#### Exercise details:
Produce a verbatim transcription of the records below, beginning at the line containing "Where can the surfer's" and ending at the final line; include only those lines.

#### Data excerpts:
- - -
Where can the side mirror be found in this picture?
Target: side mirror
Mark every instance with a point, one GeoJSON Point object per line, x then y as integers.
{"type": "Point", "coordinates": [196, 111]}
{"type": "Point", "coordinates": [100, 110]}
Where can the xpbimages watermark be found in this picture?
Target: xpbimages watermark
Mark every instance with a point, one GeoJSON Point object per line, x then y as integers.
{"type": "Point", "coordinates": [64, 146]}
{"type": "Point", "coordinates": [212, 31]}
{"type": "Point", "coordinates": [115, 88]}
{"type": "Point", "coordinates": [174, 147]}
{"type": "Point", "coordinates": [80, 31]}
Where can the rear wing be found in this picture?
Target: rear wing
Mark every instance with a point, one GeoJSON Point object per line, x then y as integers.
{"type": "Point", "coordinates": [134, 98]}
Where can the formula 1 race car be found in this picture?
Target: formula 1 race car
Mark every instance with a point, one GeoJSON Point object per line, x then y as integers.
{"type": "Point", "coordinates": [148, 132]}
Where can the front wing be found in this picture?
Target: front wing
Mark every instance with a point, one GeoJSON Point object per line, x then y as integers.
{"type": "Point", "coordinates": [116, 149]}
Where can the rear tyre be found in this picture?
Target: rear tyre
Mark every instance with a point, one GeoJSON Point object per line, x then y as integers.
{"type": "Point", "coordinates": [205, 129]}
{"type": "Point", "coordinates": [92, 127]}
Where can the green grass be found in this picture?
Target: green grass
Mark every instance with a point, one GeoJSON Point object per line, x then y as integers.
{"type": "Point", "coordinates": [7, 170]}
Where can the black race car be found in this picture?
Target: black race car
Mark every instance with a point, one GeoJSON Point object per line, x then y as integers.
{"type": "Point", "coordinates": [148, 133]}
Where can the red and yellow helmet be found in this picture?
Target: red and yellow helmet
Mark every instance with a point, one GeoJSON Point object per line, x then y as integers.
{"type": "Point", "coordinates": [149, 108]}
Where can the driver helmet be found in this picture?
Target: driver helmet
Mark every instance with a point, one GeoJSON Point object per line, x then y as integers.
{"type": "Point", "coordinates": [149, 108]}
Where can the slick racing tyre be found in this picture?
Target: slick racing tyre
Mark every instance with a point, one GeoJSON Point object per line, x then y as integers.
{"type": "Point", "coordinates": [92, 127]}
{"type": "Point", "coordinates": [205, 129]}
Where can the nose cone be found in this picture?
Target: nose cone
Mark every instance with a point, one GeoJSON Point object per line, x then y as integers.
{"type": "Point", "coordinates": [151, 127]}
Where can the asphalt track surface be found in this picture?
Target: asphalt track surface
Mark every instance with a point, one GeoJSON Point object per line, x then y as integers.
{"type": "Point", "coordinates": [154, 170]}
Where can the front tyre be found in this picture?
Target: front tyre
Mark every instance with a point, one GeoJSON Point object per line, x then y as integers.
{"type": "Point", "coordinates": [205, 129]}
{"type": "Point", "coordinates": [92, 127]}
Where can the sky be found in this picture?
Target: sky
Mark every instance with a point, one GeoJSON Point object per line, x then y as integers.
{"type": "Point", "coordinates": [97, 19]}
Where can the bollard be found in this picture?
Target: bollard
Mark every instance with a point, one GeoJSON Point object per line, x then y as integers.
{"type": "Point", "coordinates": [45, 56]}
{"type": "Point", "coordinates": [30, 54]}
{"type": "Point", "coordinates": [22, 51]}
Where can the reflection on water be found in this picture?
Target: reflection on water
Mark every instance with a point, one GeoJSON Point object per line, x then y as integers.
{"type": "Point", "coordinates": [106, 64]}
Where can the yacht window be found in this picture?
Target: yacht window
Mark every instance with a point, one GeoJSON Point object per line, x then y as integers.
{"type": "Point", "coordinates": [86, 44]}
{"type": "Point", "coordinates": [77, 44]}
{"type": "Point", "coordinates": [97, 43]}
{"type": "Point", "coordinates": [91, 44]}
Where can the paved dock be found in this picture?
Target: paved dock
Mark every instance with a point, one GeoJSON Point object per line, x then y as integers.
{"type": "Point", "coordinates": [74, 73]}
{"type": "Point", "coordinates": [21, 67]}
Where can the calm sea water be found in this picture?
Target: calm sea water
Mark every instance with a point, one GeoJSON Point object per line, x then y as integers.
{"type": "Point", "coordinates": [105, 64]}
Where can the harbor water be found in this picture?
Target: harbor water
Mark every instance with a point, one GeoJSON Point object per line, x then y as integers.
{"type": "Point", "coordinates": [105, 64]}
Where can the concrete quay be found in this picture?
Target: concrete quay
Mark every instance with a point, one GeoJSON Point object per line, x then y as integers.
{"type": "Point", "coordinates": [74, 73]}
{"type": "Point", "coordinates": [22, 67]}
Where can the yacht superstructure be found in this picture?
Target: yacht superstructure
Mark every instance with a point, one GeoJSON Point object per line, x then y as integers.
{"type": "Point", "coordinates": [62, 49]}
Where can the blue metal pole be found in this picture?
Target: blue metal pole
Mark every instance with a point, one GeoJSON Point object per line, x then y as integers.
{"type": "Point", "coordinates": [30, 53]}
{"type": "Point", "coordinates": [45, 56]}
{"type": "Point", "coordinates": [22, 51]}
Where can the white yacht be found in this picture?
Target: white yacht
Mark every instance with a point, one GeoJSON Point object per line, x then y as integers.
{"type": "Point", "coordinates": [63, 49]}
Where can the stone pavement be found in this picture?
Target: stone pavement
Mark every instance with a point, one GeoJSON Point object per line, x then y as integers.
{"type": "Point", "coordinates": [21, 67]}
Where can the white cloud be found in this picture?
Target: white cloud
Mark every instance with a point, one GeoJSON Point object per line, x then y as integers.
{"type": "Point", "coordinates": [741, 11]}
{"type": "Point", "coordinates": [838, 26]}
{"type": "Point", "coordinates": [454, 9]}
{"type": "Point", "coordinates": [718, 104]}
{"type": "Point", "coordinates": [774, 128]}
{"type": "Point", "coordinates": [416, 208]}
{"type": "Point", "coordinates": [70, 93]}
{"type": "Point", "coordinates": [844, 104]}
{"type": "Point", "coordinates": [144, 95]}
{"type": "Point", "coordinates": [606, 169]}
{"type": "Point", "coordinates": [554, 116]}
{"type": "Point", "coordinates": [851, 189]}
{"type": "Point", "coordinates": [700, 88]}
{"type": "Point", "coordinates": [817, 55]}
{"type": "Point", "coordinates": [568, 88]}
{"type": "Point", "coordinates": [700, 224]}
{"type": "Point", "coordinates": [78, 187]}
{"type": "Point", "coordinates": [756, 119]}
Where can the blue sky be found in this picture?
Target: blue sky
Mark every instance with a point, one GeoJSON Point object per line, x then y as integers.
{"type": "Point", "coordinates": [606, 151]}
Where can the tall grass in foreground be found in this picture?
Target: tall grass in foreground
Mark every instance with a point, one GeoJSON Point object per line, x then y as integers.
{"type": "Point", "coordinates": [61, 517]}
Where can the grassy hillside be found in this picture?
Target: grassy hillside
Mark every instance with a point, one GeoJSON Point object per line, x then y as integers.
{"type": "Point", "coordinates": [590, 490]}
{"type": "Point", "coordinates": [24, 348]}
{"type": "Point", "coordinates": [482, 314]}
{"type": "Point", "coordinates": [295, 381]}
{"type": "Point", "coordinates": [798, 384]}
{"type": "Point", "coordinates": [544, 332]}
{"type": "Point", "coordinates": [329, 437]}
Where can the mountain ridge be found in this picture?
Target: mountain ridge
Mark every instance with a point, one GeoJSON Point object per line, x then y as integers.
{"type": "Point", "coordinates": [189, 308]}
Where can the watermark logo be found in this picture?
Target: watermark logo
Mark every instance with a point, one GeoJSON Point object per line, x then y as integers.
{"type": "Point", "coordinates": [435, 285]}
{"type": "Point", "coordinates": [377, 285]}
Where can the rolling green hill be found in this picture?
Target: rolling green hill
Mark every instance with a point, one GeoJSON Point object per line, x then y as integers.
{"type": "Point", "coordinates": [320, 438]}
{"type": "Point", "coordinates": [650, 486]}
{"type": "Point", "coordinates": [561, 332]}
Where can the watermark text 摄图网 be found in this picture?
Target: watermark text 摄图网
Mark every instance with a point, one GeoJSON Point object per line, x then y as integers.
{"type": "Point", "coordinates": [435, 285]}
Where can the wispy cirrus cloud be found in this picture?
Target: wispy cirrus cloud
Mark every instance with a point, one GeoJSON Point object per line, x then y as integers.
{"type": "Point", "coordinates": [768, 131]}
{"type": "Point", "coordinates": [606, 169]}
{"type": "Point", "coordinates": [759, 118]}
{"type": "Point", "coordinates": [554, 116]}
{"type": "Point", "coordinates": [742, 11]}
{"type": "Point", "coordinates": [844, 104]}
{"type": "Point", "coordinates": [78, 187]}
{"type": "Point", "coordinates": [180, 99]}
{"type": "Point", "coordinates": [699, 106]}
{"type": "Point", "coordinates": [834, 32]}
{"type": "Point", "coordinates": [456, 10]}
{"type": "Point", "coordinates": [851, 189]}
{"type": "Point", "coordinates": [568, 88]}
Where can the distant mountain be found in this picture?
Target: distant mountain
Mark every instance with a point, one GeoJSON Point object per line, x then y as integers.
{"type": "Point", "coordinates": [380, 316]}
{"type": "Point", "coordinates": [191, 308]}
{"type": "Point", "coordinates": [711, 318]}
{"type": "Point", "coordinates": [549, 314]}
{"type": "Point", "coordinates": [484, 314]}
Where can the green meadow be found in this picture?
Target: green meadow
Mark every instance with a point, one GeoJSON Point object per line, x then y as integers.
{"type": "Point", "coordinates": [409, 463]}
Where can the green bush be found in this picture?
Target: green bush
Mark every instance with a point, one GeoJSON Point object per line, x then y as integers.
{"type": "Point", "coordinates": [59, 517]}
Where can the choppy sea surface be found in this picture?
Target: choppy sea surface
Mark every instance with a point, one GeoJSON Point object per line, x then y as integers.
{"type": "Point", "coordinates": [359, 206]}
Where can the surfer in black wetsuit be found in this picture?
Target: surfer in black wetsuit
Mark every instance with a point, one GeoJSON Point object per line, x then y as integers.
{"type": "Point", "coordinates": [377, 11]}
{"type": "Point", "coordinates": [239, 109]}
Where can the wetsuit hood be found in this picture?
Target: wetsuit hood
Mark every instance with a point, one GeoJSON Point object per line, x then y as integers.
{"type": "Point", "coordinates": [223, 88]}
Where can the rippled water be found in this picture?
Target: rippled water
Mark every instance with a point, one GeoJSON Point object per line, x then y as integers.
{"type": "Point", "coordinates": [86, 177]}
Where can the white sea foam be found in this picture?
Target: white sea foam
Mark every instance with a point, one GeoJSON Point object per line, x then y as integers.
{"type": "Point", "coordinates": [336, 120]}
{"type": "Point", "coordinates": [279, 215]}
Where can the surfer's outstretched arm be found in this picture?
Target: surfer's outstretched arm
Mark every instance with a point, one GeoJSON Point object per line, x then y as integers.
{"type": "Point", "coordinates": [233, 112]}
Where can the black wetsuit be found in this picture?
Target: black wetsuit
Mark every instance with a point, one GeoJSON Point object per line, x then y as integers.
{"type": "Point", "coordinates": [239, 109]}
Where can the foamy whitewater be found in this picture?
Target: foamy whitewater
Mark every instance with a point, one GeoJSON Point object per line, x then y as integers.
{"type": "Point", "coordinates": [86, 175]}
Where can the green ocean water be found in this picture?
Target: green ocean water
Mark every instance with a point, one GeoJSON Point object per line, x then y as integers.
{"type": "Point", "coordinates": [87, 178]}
- - -
#### Solved exercise:
Where can the surfer's outstretched arm be found in this picture?
Target: surfer's outstretched arm
Mark every instance with a point, one GeoJSON Point object per line, x then y as integers.
{"type": "Point", "coordinates": [233, 112]}
Where can the black wetsuit be found in this picture?
Target: black wetsuit
Mark every instance with a point, one GeoJSON Point object per line, x then y as integers.
{"type": "Point", "coordinates": [239, 109]}
Where can the foamy whitewater be found in this picture?
Target: foamy whitewater
Mark every instance with a point, one GeoJSON Point object per line, x then y as integers.
{"type": "Point", "coordinates": [86, 175]}
Where can the green ocean water be found in this picture?
Target: green ocean water
Mark every instance with a point, one GeoJSON Point object per line, x then y as integers.
{"type": "Point", "coordinates": [87, 178]}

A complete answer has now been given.